═══ Materials provided
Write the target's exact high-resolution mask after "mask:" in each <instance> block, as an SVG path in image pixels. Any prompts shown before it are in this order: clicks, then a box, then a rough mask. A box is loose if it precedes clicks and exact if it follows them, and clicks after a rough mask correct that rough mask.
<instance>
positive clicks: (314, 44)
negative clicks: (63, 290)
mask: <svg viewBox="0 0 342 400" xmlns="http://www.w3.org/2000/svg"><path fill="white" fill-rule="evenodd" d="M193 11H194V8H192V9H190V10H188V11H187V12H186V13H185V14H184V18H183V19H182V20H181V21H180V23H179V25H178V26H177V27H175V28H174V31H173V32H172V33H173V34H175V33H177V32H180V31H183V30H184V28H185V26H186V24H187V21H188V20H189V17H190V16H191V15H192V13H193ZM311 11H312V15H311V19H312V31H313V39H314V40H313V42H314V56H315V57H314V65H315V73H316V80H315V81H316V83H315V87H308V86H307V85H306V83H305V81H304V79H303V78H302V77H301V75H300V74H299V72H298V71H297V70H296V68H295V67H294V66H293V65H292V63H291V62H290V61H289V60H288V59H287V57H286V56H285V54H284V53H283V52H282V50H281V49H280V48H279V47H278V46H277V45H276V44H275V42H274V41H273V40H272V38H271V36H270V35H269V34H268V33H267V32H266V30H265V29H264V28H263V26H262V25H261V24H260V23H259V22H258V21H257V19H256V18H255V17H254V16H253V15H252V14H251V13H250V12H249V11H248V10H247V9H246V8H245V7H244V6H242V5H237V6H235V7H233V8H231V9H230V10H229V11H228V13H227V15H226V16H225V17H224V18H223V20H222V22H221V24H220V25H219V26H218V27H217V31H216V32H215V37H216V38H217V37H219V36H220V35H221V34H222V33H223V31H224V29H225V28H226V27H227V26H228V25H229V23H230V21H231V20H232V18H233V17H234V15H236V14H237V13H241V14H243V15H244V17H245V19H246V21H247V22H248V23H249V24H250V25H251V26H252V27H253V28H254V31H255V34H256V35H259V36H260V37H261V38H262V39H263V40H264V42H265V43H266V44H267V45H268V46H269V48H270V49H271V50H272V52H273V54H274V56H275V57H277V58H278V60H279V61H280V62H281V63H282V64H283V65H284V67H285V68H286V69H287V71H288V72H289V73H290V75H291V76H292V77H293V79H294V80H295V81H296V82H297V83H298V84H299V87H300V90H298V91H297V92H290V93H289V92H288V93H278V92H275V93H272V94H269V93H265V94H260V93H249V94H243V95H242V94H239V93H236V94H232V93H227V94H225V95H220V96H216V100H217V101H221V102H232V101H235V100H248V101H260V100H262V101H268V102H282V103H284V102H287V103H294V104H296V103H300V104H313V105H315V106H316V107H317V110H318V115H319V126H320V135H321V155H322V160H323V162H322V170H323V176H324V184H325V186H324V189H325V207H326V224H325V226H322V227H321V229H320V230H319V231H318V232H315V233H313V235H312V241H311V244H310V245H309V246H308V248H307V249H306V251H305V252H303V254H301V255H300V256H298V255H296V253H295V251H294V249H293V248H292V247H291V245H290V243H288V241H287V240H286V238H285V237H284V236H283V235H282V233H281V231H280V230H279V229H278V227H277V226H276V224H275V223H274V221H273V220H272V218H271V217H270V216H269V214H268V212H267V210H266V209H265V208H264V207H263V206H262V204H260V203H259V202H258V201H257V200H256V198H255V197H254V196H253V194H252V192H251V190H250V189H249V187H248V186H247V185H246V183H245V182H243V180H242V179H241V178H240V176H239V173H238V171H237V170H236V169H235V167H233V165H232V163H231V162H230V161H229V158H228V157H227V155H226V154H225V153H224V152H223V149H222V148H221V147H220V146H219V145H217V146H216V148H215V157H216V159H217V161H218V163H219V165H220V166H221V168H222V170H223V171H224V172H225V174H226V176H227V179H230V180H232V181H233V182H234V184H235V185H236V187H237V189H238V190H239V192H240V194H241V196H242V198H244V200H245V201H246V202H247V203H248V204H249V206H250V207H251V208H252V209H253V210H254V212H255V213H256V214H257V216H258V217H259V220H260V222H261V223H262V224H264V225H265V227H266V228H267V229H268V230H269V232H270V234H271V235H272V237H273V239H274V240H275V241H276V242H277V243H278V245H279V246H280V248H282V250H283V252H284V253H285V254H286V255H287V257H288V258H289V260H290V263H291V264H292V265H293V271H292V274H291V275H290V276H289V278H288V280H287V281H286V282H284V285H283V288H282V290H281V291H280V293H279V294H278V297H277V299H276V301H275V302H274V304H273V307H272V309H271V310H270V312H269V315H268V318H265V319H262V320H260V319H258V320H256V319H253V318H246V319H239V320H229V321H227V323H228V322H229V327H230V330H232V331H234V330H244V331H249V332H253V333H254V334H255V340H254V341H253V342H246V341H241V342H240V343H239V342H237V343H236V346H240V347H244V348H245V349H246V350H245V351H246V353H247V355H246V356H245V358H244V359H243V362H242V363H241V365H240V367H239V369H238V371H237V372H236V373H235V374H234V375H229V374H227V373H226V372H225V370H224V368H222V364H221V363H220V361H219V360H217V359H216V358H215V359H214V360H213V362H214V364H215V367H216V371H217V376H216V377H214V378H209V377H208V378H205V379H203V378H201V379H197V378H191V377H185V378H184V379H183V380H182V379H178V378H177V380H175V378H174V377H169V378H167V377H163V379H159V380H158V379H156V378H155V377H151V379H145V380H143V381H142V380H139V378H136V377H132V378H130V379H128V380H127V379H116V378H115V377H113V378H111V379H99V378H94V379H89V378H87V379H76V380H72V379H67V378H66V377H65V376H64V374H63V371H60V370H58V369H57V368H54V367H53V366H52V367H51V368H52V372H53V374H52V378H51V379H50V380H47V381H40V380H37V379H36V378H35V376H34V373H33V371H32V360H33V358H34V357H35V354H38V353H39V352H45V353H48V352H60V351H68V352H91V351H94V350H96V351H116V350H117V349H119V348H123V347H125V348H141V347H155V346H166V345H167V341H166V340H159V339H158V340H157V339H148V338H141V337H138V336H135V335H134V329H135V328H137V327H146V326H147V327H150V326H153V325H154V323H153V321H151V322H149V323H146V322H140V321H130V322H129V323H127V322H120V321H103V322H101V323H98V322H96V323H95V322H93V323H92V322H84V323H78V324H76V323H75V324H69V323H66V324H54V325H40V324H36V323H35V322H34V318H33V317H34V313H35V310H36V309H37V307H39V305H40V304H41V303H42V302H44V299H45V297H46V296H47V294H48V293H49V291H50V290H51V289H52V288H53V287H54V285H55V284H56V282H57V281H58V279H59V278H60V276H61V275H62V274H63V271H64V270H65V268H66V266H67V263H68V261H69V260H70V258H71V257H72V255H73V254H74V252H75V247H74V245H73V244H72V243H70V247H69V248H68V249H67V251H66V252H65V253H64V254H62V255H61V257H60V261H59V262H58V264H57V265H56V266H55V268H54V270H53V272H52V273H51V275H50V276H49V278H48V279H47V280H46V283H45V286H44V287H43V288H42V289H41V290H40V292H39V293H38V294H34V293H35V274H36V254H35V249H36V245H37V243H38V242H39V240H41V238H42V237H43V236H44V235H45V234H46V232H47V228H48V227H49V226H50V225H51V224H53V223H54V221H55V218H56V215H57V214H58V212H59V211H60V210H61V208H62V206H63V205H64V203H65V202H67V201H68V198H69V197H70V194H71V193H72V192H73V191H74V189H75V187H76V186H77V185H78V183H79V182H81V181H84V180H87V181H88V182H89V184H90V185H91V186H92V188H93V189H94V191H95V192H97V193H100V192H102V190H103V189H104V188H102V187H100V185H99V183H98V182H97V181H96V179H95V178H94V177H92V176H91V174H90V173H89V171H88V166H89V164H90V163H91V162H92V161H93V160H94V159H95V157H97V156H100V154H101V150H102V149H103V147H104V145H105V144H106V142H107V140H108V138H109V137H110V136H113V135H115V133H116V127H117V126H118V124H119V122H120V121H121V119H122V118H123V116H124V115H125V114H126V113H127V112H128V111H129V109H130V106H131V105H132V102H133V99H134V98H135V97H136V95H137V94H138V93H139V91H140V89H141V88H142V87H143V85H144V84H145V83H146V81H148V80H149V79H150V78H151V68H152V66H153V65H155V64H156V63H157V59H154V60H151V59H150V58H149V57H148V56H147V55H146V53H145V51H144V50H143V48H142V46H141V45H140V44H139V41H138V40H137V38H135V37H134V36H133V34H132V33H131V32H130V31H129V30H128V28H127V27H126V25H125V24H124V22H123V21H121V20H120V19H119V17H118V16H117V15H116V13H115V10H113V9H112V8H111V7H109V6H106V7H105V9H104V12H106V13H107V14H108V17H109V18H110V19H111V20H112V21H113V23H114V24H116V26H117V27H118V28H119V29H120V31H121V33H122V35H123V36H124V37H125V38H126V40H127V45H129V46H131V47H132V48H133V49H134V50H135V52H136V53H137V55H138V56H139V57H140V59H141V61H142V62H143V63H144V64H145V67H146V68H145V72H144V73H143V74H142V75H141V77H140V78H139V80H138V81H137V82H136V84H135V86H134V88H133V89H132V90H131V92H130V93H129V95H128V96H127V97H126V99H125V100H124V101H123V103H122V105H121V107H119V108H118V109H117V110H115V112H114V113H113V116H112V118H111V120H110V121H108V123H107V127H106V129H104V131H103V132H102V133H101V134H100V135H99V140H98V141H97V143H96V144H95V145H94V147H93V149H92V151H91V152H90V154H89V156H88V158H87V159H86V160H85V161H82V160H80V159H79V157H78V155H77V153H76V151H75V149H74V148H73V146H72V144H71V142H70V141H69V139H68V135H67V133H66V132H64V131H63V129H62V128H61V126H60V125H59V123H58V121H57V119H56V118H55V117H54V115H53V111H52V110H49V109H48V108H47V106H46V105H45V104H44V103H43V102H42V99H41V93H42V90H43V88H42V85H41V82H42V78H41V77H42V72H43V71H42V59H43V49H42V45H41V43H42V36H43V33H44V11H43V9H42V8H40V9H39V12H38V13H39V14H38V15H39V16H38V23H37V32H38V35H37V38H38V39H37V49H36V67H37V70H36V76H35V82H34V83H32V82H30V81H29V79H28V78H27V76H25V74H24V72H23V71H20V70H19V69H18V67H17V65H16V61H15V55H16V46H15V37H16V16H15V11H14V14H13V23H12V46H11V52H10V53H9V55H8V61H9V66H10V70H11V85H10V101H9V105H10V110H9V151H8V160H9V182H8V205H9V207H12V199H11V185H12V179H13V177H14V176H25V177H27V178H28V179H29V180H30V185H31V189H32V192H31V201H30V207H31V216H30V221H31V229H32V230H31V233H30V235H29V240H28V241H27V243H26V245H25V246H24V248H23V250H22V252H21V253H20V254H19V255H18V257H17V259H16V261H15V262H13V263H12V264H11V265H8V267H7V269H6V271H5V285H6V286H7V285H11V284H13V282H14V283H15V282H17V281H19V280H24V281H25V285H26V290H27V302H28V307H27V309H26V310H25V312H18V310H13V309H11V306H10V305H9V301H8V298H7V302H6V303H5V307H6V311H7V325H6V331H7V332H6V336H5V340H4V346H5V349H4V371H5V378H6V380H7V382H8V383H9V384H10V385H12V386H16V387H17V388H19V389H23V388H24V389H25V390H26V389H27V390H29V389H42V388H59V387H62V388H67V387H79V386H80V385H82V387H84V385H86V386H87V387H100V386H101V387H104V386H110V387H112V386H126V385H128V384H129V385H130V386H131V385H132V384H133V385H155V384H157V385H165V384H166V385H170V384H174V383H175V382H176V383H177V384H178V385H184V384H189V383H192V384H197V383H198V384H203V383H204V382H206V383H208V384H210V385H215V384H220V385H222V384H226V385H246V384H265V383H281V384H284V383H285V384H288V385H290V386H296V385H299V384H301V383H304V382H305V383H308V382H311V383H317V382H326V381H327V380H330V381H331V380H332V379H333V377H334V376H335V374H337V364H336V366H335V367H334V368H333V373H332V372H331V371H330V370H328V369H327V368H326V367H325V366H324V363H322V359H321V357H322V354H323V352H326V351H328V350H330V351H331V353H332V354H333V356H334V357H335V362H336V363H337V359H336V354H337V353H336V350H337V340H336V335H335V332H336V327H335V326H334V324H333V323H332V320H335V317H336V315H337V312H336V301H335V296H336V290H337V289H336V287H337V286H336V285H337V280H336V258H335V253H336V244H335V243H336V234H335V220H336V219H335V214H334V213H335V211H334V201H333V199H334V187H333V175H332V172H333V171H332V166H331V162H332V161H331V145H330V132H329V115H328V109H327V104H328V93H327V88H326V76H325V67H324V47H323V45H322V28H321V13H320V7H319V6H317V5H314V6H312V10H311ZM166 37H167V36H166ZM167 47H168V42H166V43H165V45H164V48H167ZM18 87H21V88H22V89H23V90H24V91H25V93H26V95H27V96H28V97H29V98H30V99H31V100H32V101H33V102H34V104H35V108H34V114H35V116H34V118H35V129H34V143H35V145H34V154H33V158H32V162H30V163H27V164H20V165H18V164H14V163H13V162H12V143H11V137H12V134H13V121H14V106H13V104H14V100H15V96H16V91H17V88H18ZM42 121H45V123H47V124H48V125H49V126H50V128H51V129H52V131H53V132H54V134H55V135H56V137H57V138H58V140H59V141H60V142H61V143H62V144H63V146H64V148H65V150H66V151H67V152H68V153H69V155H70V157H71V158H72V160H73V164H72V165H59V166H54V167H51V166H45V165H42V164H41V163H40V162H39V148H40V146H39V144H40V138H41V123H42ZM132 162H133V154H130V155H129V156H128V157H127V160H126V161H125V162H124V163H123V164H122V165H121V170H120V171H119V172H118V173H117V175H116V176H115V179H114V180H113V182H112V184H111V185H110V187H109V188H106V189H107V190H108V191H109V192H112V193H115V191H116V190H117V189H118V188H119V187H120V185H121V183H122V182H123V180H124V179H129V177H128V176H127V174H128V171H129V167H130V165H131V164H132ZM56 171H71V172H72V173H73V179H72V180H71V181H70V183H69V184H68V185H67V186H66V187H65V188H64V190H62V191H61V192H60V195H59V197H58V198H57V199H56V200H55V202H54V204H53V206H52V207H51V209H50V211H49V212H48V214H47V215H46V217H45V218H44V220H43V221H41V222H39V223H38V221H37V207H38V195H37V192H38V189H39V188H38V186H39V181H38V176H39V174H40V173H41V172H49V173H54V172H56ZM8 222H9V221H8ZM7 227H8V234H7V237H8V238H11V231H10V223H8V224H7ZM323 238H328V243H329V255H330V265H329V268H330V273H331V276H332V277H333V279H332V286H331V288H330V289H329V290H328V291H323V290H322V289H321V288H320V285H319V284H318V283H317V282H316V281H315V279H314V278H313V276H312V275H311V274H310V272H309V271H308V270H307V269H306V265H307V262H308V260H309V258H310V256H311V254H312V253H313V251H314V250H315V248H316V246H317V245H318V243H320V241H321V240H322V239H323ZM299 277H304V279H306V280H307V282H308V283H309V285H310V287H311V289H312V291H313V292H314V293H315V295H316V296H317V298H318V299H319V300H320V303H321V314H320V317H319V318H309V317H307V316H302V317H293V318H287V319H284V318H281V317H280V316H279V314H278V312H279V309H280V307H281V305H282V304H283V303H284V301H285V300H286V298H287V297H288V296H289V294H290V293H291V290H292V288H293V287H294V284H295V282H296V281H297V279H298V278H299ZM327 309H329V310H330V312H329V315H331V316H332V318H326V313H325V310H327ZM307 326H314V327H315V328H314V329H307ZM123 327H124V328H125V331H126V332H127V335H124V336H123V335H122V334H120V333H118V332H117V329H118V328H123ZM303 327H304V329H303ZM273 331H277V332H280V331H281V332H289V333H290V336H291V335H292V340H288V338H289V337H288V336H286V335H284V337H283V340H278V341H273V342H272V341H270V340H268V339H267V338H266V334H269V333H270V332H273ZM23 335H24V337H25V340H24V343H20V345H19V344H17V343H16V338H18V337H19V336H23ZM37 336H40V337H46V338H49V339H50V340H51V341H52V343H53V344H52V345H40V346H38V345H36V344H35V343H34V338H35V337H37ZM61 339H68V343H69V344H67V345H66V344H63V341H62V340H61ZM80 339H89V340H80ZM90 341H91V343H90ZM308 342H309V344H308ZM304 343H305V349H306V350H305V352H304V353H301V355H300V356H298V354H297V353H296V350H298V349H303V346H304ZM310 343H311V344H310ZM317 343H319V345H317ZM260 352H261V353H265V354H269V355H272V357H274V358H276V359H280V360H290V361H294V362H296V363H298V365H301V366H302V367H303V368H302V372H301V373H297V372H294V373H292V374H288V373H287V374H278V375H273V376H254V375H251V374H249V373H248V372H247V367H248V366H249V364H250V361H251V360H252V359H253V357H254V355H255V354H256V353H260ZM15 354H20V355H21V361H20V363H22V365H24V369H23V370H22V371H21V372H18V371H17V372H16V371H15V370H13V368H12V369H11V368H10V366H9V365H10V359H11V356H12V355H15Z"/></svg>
══════
Task brief - Show all lines from the data above in which the word "clicks" appears.

Result below -
Write the target's exact high-resolution mask after "mask:" in each <instance> block, as an SVG path in image pixels. Any prompts shown before it are in this order: clicks, then a box, then a rough mask. A box is loose if it precedes clicks and exact if it follows them, and clicks after a rough mask correct that rough mask.
positive clicks: (314, 44)
negative clicks: (63, 290)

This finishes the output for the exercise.